Consegna: Ricopia senza alcuna modifica le righe dei record che vanno da quella contenente "[tag] fireplace mantel: a pin per instance" fino alla fine dei record, estremi inclusi. Escludi le immagini dalla risposta.

Dati forniti:
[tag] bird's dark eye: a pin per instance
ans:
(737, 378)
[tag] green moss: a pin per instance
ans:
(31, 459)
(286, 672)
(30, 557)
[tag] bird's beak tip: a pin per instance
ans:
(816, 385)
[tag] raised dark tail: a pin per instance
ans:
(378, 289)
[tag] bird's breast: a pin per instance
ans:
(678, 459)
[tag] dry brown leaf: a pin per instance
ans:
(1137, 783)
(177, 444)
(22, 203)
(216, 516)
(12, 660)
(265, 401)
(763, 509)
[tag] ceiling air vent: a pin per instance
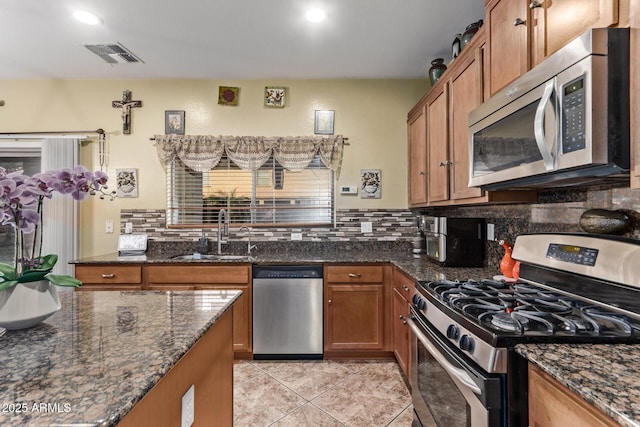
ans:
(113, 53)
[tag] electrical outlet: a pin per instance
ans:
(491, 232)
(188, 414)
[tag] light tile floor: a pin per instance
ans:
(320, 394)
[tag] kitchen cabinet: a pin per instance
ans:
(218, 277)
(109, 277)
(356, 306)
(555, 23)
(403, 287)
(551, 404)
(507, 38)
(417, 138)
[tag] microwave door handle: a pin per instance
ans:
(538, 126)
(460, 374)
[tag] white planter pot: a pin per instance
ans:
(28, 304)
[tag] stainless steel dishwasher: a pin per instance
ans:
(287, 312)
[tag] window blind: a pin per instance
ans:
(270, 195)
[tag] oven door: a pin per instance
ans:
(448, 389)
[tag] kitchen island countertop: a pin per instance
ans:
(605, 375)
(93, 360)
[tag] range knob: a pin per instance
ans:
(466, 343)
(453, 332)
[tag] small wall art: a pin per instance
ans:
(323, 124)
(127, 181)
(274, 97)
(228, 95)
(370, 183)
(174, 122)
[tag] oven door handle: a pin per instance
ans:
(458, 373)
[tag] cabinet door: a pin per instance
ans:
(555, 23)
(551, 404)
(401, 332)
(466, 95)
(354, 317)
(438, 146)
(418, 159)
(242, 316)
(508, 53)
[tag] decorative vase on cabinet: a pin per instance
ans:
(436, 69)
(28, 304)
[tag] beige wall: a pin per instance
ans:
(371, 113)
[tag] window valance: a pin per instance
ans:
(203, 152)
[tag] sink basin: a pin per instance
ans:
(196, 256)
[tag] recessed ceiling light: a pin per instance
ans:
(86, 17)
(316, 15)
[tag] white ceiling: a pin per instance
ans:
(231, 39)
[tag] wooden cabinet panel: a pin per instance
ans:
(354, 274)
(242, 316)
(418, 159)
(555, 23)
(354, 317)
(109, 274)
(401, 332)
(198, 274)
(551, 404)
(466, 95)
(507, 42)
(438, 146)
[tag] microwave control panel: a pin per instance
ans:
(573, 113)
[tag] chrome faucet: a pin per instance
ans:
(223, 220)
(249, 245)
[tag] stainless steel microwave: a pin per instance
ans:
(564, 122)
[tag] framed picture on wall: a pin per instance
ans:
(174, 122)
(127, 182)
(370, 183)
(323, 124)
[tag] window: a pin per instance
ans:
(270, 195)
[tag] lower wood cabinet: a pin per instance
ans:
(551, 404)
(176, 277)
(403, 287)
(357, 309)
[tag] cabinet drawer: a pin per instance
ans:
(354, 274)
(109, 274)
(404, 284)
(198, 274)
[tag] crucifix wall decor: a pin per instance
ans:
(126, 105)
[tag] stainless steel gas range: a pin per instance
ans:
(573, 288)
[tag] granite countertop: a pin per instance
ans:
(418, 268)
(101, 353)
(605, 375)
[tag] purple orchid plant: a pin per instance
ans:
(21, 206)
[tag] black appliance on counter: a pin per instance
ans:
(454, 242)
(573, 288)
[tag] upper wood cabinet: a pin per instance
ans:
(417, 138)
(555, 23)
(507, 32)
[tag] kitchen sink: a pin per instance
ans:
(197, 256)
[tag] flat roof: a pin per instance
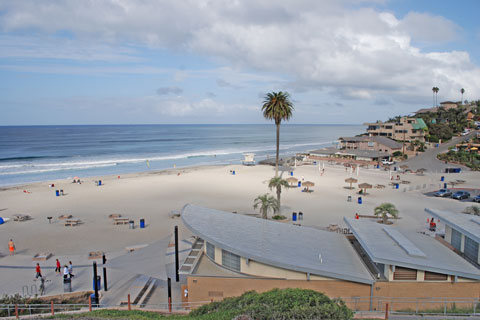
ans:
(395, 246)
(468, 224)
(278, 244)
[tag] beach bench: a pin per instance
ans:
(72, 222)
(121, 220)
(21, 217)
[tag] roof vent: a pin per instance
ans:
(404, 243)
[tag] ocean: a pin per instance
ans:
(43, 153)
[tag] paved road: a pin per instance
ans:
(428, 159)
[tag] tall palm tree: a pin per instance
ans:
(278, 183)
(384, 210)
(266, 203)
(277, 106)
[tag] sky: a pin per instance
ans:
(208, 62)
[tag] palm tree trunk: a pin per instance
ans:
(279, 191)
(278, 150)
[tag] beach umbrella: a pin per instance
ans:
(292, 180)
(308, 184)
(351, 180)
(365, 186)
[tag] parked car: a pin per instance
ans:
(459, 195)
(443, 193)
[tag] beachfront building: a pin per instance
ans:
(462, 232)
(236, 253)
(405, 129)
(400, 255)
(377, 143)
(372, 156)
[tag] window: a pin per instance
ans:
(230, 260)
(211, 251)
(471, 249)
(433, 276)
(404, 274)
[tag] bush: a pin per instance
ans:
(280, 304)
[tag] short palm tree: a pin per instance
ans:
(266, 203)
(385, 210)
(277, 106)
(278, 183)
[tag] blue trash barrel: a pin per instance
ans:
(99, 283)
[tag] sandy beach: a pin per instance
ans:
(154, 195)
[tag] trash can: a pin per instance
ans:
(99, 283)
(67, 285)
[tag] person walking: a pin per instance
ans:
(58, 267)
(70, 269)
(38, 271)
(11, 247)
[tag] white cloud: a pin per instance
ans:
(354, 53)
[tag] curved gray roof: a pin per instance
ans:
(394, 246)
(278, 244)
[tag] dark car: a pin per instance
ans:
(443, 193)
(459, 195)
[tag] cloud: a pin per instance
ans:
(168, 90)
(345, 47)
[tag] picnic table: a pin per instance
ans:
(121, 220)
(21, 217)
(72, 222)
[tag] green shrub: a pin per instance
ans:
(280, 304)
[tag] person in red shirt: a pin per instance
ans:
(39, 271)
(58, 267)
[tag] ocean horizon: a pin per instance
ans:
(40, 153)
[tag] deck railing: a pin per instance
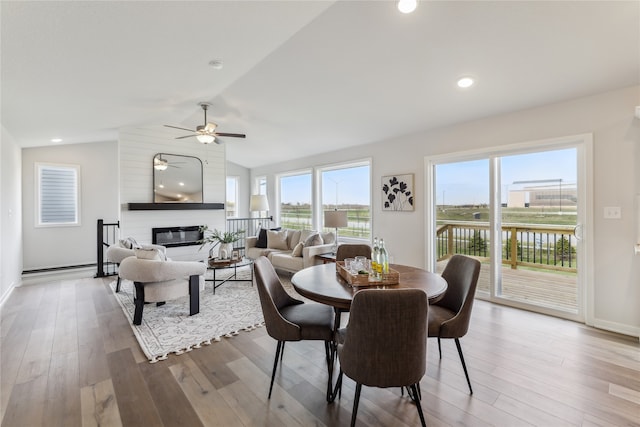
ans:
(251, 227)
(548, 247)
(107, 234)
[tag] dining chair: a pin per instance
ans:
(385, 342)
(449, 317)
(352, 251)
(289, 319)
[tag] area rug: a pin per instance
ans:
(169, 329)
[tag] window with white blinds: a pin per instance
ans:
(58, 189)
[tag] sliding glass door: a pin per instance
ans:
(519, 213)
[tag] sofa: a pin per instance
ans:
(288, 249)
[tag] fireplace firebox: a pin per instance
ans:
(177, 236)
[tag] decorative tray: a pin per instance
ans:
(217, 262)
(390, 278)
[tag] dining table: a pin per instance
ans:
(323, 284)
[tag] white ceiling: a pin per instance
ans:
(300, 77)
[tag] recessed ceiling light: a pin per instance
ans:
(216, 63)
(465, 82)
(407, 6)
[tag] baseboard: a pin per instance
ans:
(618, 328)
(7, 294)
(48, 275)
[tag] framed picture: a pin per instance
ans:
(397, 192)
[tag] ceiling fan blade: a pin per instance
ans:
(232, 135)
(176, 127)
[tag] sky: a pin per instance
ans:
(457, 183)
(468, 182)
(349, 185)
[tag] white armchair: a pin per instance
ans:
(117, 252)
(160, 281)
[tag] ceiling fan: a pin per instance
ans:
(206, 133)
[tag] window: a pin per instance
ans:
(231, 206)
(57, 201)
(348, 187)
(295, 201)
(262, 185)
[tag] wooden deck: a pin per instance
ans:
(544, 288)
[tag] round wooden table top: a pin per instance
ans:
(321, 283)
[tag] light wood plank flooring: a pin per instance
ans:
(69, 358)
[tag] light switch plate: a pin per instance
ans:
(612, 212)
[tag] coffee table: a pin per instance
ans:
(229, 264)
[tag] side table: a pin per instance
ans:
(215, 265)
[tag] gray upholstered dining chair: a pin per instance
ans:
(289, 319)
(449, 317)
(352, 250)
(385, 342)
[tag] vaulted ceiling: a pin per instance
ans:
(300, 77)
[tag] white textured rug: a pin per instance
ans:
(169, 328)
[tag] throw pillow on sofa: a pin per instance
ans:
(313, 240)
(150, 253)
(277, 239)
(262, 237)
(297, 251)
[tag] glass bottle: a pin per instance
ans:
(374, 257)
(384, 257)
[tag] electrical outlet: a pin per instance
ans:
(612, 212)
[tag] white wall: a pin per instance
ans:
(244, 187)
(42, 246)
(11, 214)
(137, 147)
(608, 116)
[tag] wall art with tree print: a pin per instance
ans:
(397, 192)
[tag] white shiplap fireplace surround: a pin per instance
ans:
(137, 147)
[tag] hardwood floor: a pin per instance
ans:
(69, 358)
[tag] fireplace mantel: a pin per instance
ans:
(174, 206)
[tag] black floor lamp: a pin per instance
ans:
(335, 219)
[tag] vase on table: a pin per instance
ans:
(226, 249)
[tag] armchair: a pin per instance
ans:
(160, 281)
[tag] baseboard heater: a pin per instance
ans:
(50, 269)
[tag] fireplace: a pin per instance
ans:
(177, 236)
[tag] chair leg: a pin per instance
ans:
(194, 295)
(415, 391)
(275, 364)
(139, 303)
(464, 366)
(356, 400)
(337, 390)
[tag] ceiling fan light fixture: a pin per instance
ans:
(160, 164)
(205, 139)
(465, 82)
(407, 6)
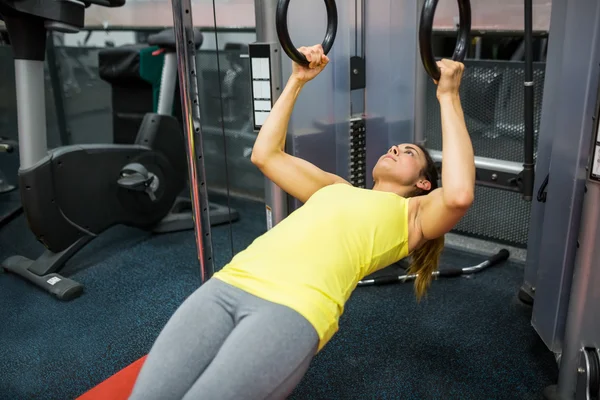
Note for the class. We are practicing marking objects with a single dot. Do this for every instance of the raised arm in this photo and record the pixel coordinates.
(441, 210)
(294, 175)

Risposta corretta:
[tag] fireplace mantel: a pin per instance
ans:
(174, 206)
[tag] black floor lamp: a pin per instance
ans:
(335, 219)
[tag] vase on table: a pin per instance
ans:
(226, 249)
[tag] armchair: a pin per instance
ans:
(160, 281)
[tag] baseboard heater: a pin per instance
ans:
(50, 269)
[tag] fireplace: a pin per instance
ans:
(177, 236)
[tag] chair leg: a pin per instance
ans:
(194, 295)
(415, 391)
(275, 364)
(139, 303)
(464, 366)
(356, 400)
(337, 390)
[tag] ceiling fan light fixture: a pin per instance
ans:
(160, 164)
(205, 139)
(465, 82)
(407, 6)
Note for the class. We are practicing marking objects with a single dot. Do this for every instance of the raised arm in this photo and record the pixel coordinates.
(441, 210)
(294, 175)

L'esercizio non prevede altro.